Copy out the arXiv email crawler page below in full, word for word, leaving out none of its lines.

## PASSAGE SHOWN
********************
Skip to content

A notebook to get data from and about arxiv papers

License

Notifications You must be signed in to change notification settings

nembal/arxiv_parser

Repository files navigation

arXiv Email Crawler

A Python-based tool that crawls arXiv papers to extract author email addresses. This tool is useful for researchers and academics who need to compile contact information for authors in specific research areas.

Important Note on Data Privacy

This tool helps collect email addresses from public academic papers. While the data is publicly available:

  • The collected data (emails, database) is not included in this repository
  • Users should respect privacy and data protection regulations when using this tool
  • Consider the ethical implications and use the tool responsibly

Features

  • Search arXiv papers using custom queries
  • Download and process PDFs automatically
  • Extract email addresses from paper PDFs
  • Store results in a SQLite database
  • Export results to CSV and text files
  • Rate-limiting compliance with arXiv's API guidelines
  • Robust error handling and logging
  • Multiple platform support (Local, Google Colab, Kaggle)
********************
## PROVIDED INFORMATION
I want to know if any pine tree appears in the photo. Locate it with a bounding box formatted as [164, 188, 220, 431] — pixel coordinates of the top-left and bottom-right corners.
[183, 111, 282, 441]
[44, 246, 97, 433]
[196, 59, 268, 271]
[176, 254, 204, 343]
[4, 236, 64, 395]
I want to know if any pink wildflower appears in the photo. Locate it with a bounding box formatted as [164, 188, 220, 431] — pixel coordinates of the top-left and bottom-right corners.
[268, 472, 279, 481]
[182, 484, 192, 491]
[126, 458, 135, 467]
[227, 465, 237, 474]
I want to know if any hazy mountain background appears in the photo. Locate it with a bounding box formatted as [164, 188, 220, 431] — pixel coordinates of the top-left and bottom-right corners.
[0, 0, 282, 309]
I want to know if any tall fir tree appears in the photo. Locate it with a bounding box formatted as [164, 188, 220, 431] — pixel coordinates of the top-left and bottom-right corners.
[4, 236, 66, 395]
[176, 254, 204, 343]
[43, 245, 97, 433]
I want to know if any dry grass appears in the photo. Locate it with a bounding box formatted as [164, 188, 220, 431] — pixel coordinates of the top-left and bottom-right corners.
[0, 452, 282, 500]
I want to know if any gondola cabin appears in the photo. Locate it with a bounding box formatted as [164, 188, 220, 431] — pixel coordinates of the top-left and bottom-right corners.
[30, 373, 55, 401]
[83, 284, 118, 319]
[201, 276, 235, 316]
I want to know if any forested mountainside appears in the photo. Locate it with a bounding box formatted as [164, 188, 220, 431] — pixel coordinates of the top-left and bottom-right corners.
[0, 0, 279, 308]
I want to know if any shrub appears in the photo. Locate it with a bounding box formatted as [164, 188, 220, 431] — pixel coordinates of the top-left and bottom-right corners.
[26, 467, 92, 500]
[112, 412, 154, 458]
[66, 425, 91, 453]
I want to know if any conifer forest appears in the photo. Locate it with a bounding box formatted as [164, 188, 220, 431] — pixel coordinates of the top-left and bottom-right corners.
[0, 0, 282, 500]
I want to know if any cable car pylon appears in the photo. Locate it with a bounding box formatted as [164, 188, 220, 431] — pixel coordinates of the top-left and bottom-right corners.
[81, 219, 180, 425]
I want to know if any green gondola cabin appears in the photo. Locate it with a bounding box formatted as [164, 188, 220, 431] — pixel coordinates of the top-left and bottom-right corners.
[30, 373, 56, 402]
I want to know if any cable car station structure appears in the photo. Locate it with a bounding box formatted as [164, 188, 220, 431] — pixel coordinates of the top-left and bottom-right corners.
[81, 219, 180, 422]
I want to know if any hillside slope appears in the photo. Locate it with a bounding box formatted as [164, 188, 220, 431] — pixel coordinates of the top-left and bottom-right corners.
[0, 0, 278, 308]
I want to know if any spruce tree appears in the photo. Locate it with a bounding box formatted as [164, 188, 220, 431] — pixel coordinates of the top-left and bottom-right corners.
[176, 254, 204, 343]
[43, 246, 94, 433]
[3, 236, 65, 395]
********************
## EXERCISE SOLUTION
Skip to content

A notebook to get data from and about arxiv papers

License

Notifications You must be signed in to change notification settings

nembal/arxiv_parser

Repository files navigation

arXiv Email Crawler

A Python-based tool that crawls arXiv papers to extract author email addresses. This tool is useful for researchers and academics who need to compile contact information for authors in specific research areas.

Important Note on Data Privacy

This tool helps collect email addresses from public academic papers. While the data is publicly available:

  • The collected data (emails, database) is not included in this repository
  • Users should respect privacy and data protection regulations when using this tool
  • Consider the ethical implications and use the tool responsibly

Features

  • Search arXiv papers using custom queries
  • Download and process PDFs automatically
  • Extract email addresses from paper PDFs
  • Store results in a SQLite database
  • Export results to CSV and text files
  • Rate-limiting compliance with arXiv's API guidelines
  • Robust error handling and logging
  • Multiple platform support (Local, Google Colab, Kaggle)